> Exercise
Please pick out every line of the material below that contains the string "woman" and copy each one in full.

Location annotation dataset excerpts
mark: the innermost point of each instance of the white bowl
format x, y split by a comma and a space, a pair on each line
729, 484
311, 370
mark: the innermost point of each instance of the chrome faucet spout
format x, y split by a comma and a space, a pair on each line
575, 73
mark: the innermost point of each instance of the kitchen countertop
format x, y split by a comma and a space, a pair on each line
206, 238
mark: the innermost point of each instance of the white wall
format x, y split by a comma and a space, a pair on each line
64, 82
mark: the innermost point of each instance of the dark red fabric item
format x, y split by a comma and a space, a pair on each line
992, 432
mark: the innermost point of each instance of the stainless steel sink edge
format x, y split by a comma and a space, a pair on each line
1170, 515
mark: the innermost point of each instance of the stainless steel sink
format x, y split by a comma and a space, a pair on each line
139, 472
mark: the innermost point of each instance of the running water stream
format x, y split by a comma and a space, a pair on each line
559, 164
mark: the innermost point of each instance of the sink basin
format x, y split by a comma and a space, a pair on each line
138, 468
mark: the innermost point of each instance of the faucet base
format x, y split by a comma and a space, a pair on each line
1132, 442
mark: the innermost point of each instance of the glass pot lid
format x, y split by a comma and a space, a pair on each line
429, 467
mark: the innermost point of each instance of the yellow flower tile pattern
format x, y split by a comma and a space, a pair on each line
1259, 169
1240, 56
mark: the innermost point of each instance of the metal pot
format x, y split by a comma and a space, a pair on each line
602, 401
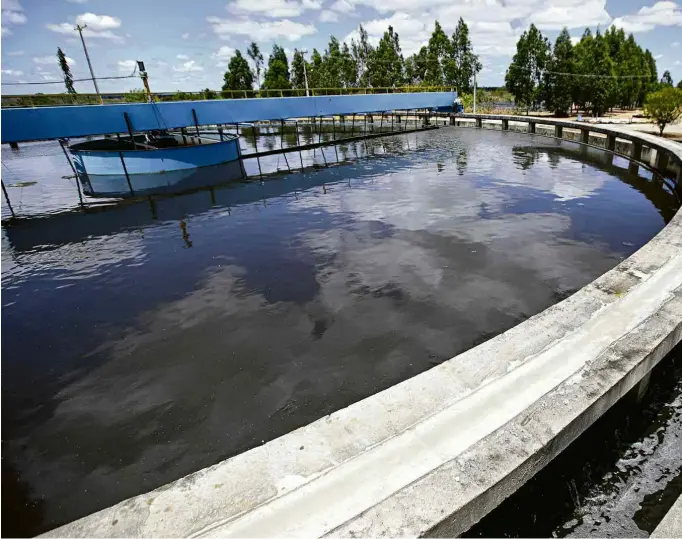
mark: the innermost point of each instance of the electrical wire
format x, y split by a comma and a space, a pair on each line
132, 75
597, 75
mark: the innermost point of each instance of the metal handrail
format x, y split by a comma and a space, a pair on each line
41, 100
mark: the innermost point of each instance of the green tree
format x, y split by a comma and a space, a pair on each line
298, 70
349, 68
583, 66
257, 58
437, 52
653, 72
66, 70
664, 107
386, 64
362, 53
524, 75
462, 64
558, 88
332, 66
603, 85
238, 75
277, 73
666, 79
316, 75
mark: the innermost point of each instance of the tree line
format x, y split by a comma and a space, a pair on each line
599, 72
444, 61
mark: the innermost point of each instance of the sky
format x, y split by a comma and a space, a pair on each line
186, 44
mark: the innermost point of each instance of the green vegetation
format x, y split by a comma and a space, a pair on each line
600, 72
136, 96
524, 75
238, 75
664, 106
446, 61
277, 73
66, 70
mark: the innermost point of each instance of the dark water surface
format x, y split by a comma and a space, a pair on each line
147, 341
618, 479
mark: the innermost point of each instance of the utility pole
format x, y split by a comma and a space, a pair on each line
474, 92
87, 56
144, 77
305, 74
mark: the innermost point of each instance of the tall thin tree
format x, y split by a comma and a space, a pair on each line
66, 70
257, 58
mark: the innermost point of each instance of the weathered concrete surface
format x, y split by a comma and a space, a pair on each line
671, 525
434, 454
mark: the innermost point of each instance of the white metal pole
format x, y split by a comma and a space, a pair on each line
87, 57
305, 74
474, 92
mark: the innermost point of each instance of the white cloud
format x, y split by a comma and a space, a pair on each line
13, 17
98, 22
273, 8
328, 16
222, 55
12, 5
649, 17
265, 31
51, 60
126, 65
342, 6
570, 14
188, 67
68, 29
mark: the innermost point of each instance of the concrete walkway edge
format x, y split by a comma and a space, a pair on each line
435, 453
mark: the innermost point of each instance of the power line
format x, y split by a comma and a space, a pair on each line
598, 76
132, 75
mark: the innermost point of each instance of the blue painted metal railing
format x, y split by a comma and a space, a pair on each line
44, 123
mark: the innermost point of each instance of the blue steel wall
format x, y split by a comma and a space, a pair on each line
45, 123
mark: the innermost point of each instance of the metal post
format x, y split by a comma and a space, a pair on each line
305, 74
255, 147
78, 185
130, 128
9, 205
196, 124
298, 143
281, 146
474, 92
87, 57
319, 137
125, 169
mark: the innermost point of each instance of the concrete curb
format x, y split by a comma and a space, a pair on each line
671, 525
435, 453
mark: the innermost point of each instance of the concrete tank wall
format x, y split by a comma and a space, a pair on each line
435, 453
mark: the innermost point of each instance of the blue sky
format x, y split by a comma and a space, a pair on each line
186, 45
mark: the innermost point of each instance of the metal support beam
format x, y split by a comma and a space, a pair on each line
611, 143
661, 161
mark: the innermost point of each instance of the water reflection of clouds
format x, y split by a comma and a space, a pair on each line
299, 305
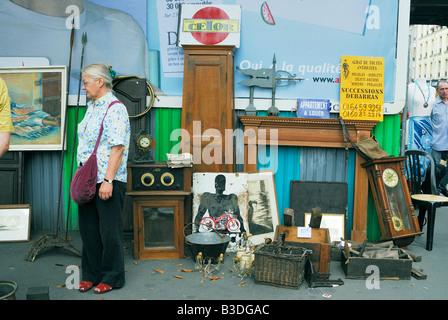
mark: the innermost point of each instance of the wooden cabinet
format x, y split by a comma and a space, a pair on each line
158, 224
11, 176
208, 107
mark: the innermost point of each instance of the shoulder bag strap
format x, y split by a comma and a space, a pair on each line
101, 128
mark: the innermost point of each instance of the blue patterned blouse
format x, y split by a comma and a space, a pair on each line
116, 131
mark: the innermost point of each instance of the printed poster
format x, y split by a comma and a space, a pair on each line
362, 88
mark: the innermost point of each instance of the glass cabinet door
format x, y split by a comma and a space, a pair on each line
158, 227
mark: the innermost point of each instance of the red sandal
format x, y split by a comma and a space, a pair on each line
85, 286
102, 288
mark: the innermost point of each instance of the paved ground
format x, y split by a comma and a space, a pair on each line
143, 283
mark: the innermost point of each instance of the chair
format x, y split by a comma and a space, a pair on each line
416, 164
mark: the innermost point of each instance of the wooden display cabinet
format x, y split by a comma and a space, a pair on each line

* * *

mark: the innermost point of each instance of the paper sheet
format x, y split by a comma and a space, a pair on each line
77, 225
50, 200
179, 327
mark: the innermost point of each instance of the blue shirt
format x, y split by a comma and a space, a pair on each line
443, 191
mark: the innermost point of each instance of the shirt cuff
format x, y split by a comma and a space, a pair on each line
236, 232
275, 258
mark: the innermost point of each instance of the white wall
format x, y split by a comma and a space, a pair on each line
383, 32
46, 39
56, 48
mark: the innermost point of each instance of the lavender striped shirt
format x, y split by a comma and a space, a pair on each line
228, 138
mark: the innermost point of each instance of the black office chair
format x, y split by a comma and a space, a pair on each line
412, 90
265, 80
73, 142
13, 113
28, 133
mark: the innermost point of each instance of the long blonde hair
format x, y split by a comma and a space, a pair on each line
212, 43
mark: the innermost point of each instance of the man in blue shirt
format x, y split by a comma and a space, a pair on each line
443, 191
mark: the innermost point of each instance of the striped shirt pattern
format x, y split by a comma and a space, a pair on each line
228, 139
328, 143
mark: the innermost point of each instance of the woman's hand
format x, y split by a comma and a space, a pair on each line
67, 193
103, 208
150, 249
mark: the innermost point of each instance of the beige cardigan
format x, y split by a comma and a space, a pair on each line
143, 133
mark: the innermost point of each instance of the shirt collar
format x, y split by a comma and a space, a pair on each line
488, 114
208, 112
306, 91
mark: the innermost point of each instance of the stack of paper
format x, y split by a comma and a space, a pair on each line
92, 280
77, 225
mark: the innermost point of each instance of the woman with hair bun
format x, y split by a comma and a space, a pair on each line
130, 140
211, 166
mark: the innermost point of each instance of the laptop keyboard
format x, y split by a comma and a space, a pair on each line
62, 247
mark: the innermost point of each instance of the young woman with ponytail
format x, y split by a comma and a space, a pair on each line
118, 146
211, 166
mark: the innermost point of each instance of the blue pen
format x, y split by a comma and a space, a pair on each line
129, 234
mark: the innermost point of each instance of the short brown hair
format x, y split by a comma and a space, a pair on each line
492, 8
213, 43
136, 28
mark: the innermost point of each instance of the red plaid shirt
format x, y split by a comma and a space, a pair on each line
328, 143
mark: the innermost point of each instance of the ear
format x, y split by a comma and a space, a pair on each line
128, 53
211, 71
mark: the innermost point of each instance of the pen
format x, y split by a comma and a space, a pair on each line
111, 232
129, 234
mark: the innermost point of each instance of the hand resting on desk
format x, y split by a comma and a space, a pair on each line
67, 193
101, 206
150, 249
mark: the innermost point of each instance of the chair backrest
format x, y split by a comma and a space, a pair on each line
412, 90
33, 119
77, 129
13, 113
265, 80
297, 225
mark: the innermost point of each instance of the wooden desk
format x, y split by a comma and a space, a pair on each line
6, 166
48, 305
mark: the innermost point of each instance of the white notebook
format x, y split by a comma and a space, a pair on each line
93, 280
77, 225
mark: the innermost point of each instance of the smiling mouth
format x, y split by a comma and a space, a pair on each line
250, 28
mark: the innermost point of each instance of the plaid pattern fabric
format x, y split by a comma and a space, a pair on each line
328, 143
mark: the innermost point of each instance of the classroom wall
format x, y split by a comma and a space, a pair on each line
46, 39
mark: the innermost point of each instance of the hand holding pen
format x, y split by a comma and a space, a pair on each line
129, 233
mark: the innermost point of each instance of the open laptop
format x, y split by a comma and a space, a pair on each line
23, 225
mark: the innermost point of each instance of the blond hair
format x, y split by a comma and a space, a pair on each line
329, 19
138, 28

> Solved problem
mark: the innermost point of each instance of the woman's hand
mark: the innermost point of each instance of the woman with hair bun
mark: the innermost point of each instance of the young woman with ponytail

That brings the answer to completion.